* [PROVIDED RECORDS]:
* * * * *
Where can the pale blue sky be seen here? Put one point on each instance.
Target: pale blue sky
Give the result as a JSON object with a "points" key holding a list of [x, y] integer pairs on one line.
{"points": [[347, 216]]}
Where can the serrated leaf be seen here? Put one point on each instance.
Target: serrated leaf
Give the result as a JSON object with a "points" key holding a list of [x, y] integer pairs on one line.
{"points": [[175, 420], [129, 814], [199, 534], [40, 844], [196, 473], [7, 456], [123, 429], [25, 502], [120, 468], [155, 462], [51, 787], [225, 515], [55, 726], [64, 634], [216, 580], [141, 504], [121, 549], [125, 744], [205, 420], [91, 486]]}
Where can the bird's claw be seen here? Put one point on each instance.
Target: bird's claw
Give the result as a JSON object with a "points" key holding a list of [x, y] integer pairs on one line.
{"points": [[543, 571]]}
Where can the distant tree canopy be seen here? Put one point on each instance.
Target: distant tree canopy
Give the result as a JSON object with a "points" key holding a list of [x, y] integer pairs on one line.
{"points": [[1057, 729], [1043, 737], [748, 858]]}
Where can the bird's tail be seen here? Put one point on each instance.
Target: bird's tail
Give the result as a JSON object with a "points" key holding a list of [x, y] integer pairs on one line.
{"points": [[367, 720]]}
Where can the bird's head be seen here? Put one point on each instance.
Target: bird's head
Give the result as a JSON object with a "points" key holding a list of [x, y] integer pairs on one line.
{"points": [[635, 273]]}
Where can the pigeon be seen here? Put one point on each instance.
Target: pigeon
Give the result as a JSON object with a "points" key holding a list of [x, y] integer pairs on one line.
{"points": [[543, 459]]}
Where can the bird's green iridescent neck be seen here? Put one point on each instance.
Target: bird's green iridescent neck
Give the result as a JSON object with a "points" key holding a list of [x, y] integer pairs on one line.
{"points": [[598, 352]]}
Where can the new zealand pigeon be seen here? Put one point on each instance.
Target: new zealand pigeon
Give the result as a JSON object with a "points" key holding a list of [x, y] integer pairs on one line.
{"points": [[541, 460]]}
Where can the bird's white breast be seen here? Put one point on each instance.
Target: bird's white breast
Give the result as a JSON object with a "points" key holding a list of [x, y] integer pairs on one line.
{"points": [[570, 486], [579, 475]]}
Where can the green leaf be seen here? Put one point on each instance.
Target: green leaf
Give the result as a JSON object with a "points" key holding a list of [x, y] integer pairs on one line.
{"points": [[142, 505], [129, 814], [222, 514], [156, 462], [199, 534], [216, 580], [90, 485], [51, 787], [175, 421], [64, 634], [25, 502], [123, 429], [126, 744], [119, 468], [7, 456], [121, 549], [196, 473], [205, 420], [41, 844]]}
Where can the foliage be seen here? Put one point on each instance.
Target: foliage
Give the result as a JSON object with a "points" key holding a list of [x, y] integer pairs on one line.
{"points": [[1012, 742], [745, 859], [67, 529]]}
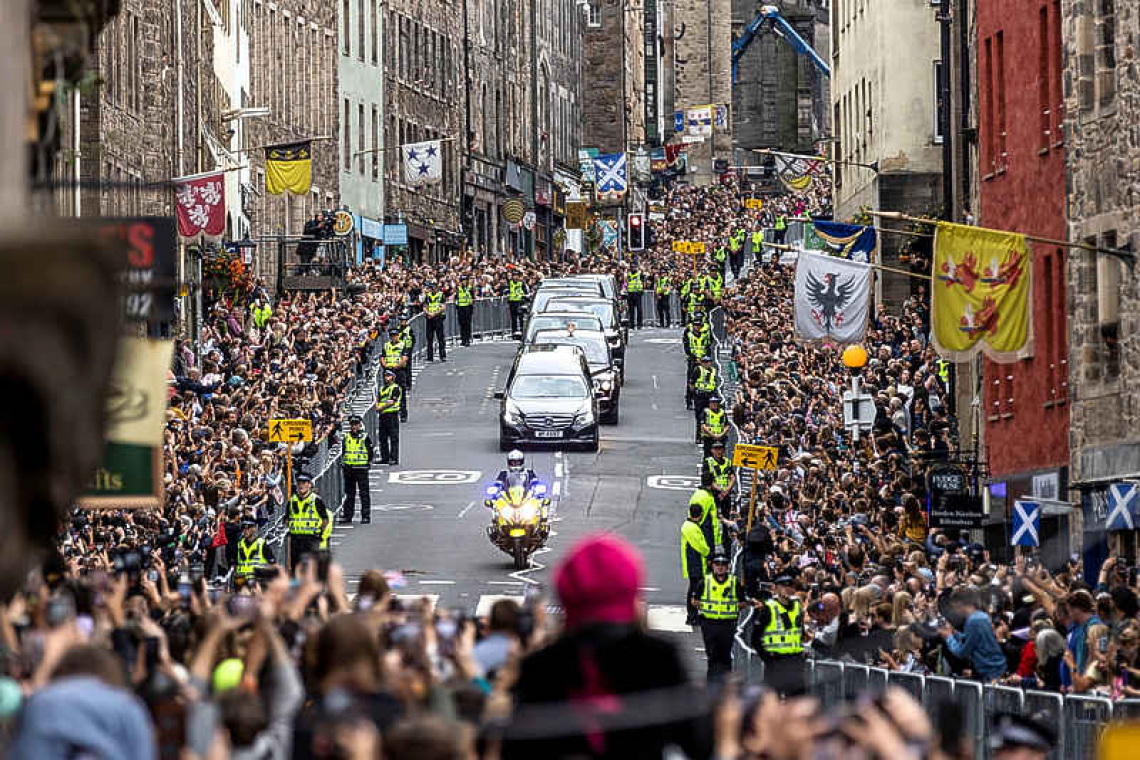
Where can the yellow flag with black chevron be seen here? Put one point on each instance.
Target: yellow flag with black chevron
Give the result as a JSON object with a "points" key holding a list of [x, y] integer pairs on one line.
{"points": [[288, 166]]}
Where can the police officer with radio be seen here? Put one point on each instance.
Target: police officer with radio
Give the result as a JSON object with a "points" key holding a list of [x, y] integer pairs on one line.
{"points": [[356, 459], [436, 312], [703, 381], [395, 359], [515, 294], [252, 550], [308, 520], [464, 307], [778, 635], [389, 403], [662, 287], [719, 606], [634, 289], [718, 476], [714, 425]]}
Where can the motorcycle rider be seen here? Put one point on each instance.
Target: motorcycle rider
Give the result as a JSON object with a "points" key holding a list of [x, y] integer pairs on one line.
{"points": [[515, 465]]}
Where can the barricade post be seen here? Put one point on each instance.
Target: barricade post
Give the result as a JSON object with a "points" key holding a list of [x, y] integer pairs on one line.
{"points": [[1085, 718], [913, 684], [1050, 707]]}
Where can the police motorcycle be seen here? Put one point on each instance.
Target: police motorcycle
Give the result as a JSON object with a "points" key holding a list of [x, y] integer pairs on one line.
{"points": [[520, 523]]}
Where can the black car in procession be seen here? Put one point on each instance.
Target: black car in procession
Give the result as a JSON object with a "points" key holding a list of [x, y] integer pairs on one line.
{"points": [[548, 399]]}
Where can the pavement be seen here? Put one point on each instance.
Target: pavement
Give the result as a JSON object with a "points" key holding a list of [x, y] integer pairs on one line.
{"points": [[428, 515]]}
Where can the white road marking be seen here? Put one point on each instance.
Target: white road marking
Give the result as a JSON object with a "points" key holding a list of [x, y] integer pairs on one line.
{"points": [[412, 598], [488, 601], [668, 619]]}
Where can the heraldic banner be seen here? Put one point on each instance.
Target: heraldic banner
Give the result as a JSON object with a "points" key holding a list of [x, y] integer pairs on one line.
{"points": [[288, 168], [980, 294], [832, 297]]}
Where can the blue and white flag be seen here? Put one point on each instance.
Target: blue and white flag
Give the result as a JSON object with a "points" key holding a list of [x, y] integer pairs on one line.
{"points": [[610, 173], [423, 162], [1122, 507], [1026, 524]]}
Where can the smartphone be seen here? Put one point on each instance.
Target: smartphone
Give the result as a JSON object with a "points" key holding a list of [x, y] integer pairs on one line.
{"points": [[243, 606]]}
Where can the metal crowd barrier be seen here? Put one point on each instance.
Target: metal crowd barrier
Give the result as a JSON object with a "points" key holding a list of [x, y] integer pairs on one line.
{"points": [[1077, 719]]}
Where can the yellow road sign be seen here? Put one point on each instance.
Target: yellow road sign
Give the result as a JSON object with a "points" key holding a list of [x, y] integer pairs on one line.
{"points": [[755, 457], [286, 431]]}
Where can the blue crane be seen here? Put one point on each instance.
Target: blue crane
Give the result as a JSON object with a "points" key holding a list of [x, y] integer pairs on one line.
{"points": [[768, 17]]}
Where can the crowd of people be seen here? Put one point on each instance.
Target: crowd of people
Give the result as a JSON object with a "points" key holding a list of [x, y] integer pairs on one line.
{"points": [[123, 634]]}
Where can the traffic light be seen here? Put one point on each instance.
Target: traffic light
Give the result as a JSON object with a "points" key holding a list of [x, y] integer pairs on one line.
{"points": [[635, 231]]}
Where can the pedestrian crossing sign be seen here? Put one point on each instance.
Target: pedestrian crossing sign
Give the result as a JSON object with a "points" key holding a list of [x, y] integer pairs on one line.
{"points": [[287, 431], [755, 457]]}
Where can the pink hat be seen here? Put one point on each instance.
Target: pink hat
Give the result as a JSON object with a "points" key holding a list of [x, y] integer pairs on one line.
{"points": [[597, 581]]}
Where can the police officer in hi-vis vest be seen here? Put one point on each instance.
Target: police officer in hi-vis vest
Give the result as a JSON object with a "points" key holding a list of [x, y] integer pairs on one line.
{"points": [[703, 382], [778, 635], [718, 476], [719, 605], [464, 307], [634, 289], [252, 550], [396, 357], [388, 405], [356, 459], [308, 520], [436, 312], [662, 286], [714, 425], [515, 294]]}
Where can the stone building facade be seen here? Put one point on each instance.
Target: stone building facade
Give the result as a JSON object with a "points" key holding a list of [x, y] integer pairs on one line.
{"points": [[1101, 91], [521, 106], [780, 100], [423, 100], [702, 74], [293, 72], [1025, 405], [613, 106]]}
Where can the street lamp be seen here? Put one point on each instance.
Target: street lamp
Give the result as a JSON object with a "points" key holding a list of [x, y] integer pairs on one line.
{"points": [[854, 358]]}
* * * * *
* [CHALLENGE]: All of the lines above should be retyped precisely, apart from the pictures.

* [WRITTEN SOLUTION]:
Where can the pale blue sky be seen here? Put one point on each instance.
Target: pale blue sky
Give the result as a JSON object with a "points" key holding a list of [x, y] integer pairs on one line.
{"points": [[347, 216]]}
Where can the serrated leaf be seen here? Put one point on each instance.
Target: serrated leaf
Give the result as a JSON object with a "points" key holding a list of [x, y] integer pairs on one line.
{"points": [[175, 420], [129, 814], [199, 534], [40, 844], [196, 473], [7, 456], [123, 429], [25, 502], [120, 468], [155, 462], [51, 787], [225, 515], [55, 726], [64, 634], [216, 580], [141, 504], [121, 549], [125, 744], [205, 420], [91, 486]]}
Where can the bird's claw be seen here? Put one point on each instance.
Target: bird's claw
Give the result as a JSON object with a "points" key holding a list of [x, y] integer pairs on one line.
{"points": [[543, 571]]}
Where can the distant tree canopy be seen here? Put one point on each instance.
Target: distant tree canopy
Give the result as a JSON object with a "points" key holding a list of [x, y] integer pairs on one line.
{"points": [[1057, 729], [1043, 737], [748, 858]]}
Where can the bird's tail be seen here? Put one point on each instance.
Target: bird's tail
Give the result as a JSON object with a "points" key holding a list of [x, y] integer pairs on one line.
{"points": [[367, 720]]}
Where can the bird's head be seen here? Put one point on each instance.
Target: bird's head
Give the result as a JSON object with a "points" key holding a list of [x, y] integer pairs on one line.
{"points": [[635, 273]]}
Where can the pigeon be seen here? Put one point on each instance.
Target: pigeon
Give the result as a JSON object with a "points" key holding a list of [x, y] integer pairs on one line.
{"points": [[543, 459]]}
Where can the bird's green iridescent neck be seen here? Put one point on each instance.
Target: bird's green iridescent neck
Give the result as a JSON object with a "points" key holding a list of [x, y] integer pairs on one line.
{"points": [[598, 352]]}
Where can the new zealand pigeon be seen here? Put one point on each instance.
Target: new zealand pigeon
Give the result as a JSON object with a "points" key holding a list of [x, y] integer pairs on one line.
{"points": [[541, 460]]}
Where can the bird's white breast be seen here? Put one point on each instance.
Target: bird's white breast
Give the result as a JSON object with a "points" key holding a list of [x, y] integer pairs on one line.
{"points": [[570, 486], [579, 475]]}
Where can the green leaf be seen here? Put one point on each instance.
Target: green leaf
Give the result as a JSON object with a "points" key holding a list of [x, y] integer pairs on one line.
{"points": [[142, 505], [129, 814], [222, 514], [156, 462], [199, 534], [216, 580], [90, 485], [51, 787], [175, 421], [64, 634], [25, 502], [123, 429], [126, 744], [119, 468], [7, 456], [121, 549], [196, 473], [205, 420], [41, 844]]}
Where can the foliage be seen here? Put one point on each instance.
Target: foliage
Give the result as a JSON object with a "points" key holding a list of [x, y] integer pairs on one line.
{"points": [[1012, 742], [745, 859], [67, 529]]}
Where can the yellow flag with black chevron be seen here? Put one point on each instance.
Target: yellow flag with black chevron
Give the result as a JSON object with a "points" key holding a list of [x, y] integer pairs on one line.
{"points": [[288, 166]]}
Where can the police officer with radio be seen here? Put one point on each instance.
Target: police officer with radio
Give the result as a JSON object with a "points" key holding a list of [x, y] integer pairs on one line.
{"points": [[356, 459], [436, 312], [703, 381], [395, 359], [515, 294], [252, 550], [308, 520], [464, 307], [778, 635], [389, 403], [662, 287], [719, 606], [634, 289], [718, 476], [714, 425]]}
Where can the motorcycle rider be seen here? Put one point on each instance.
Target: motorcycle rider
Give the result as a JSON object with a "points" key holding a list of [x, y] integer pairs on one line.
{"points": [[515, 465]]}
Where can the barricade post be seen here? Put one point on each instance.
Target: barricade post
Give the result as a JSON object with a "points" key holding a list of [x, y] integer pairs on one line.
{"points": [[1085, 718], [913, 684], [1050, 707]]}
Where can the police motorcycle be seen here? Put one point on each instance.
Target: police motorcycle
Give the result as a JSON object with a "points" key holding a list of [x, y] integer pairs on one line.
{"points": [[520, 523]]}
Where can the black car in procession be seen here? Put one point on each instance.
Target: black car in procession
Give the result as a JSON object with a "points" key holding a list of [x, y] integer pairs on one line.
{"points": [[548, 399]]}
Where can the pavement be seen here? Put one point on each instance.
Target: pavement
Give the result as a JSON object with a "points" key holding a list of [x, y] integer pairs on one line.
{"points": [[428, 515]]}
Where can the white road marking be seen here? Put one point on each instance.
Target: white road marking
Give the result as a JSON object with a "points" key holding a list of [x, y] integer pairs on one line.
{"points": [[412, 598], [488, 601], [668, 619]]}
Where can the heraldic banner be seen here? Put one point on each instance.
Target: heraldic banner
Give the result as a JSON object with a "points" key holding a list of [x, y] integer pairs on one line.
{"points": [[288, 168], [980, 294], [832, 297]]}
Where can the blue and white flag be seen here? Put one point on each instance.
Target: blue and white flag
Give the result as a JSON object with a "points" key holding a list of [x, y] integer pairs on one line.
{"points": [[610, 173], [423, 162], [1122, 507], [1026, 524]]}
Where can the smartphone be seen here? Put one point on each instance.
Target: smartphone
Give the result as a JSON object with a "points" key holding a list of [x, y] integer pairs on one line.
{"points": [[243, 606]]}
Where can the metal crowd barrier be seen here? Put one point on each instance.
Target: metal crowd barrier
Give the result as a JSON object with a "points" key holding a list of [x, y] integer pairs on one line.
{"points": [[1077, 719]]}
Where can the yellow road sign be seen here? Put one point on each instance.
Target: yellow road sign
Give the result as a JSON object with a "points" key holding a list of [x, y] integer pairs on one line.
{"points": [[755, 457], [286, 431]]}
Where can the blue crane be seen here? Put one point on each instance.
Target: blue crane
Give the result as a JSON object with a "points" key holding a list of [x, y] integer pairs on one line.
{"points": [[768, 17]]}
Where can the crowd of people be seen here? Put one point on each instance.
Target: crowd of people
Give the result as a JSON object with a "points" key holding a list of [x, y] integer pairs on one line.
{"points": [[123, 634]]}
Where can the traffic light be seen here? Put one point on each instance.
Target: traffic light
Give the result as a JSON object with a "points" key holding a list of [x, y] integer pairs on one line.
{"points": [[635, 231]]}
Where can the pedestrian crossing sign be seen here? Put one point on each instance.
Target: pedestrian crossing sign
Give the result as a JSON object with a "points" key holding a list of [x, y] integer pairs on one line.
{"points": [[287, 431], [755, 457]]}
Where can the pink hat be seen here? Put one point on each instance.
Target: pink hat
Give the result as a JSON object with a "points" key holding a list of [x, y] integer pairs on one line.
{"points": [[597, 581]]}
Where can the police officer in hi-vis vest be seen here? Put one point on each instance.
Target: police officer in hi-vis vest
Give the result as a JSON object with a "points" key holding a list of [x, y] integer pairs on one line.
{"points": [[703, 382], [778, 635], [718, 476], [719, 605], [464, 307], [634, 289], [252, 550], [396, 357], [388, 405], [356, 459], [308, 520], [436, 312], [662, 286], [714, 425], [515, 294]]}
Where can the stone building facade be seen here? Put one point on each instance.
Target: stone building facade
Give the result as a JSON object with a "points" key holding a list of [x, y] integer pairs on one line.
{"points": [[1101, 91], [521, 106], [780, 100], [423, 100], [702, 74], [293, 72], [1025, 405], [613, 106]]}
Where can the street lamp be seen here? Put one point on each instance.
Target: street lamp
Give the result as a JSON object with a "points" key holding a list of [x, y] integer pairs on one line.
{"points": [[854, 358]]}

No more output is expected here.